__Data for this exercise__:
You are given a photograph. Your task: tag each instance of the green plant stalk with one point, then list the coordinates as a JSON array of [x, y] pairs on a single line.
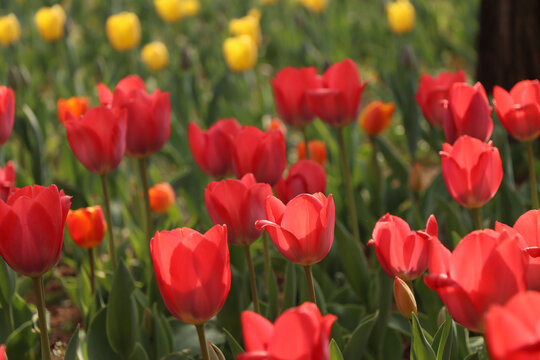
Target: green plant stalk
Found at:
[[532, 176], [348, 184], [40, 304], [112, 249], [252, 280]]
* * *
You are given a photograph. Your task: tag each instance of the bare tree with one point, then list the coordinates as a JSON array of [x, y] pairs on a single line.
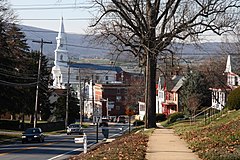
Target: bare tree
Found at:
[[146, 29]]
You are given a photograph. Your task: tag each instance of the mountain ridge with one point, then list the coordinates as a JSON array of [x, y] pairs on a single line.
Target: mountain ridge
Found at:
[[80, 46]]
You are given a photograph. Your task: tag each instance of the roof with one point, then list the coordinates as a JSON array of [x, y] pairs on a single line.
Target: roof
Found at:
* * *
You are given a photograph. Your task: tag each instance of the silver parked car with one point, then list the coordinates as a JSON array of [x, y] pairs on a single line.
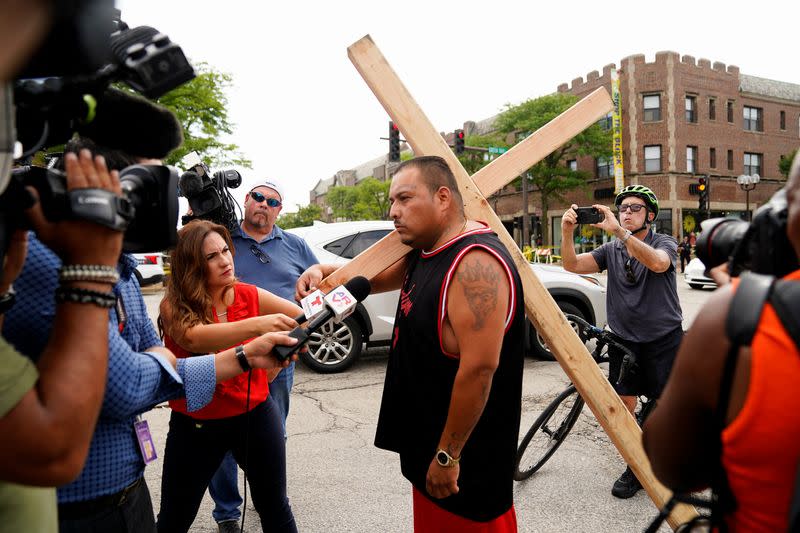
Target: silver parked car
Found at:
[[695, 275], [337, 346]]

__Your task__: Could you rewrite the material starting at the line containing "of the green" and ending at the line containing "[[532, 176], [348, 184], [40, 304], [112, 249], [252, 280]]", changing "green plant stalk" to "green plant stem", keeping everything else the same and leaving out the picture?

__Final result__:
You are given a photograph. Your task: tag each instance of the green plant stem with one point, then list the coordinates as a JSON array of [x, y] pairs on a single line.
Target: green plant stem
Found at:
[[532, 176], [348, 184], [40, 304], [112, 249], [252, 280]]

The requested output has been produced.